__WRITTEN EXERCISE__
Update the listing, starting at the line that contains "the black shoulder" and ending at the end of the listing, by changing "thickest" to "widest" and leaving everything else as it is.

───── INPUT FOR THIS TASK

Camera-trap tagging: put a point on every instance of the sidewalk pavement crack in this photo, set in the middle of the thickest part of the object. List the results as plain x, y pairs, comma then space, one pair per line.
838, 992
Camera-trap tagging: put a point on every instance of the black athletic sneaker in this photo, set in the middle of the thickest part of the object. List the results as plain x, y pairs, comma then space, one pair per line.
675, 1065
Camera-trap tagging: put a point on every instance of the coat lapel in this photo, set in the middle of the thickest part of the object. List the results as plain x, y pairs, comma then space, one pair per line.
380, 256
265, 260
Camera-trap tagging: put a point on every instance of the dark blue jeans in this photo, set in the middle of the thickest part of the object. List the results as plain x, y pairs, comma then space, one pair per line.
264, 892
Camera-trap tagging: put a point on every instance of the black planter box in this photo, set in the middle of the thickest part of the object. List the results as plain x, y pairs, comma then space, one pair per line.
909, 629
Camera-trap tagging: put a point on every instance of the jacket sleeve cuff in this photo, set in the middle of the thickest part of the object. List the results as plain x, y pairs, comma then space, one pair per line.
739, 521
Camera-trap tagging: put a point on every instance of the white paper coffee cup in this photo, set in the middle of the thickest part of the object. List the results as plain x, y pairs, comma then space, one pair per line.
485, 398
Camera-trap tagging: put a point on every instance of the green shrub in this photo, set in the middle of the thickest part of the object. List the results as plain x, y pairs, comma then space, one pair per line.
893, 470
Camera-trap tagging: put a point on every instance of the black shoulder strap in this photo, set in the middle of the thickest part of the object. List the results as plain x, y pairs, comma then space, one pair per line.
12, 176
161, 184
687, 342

──────────

__THE RESPONSE__
Camera-trap tagging: put a point on every instance of the black shoulder strap in this photo, set in the middle of the widest part of the object. List the results as plain x, y pairs, comma then space, one pair per line.
12, 176
161, 184
687, 342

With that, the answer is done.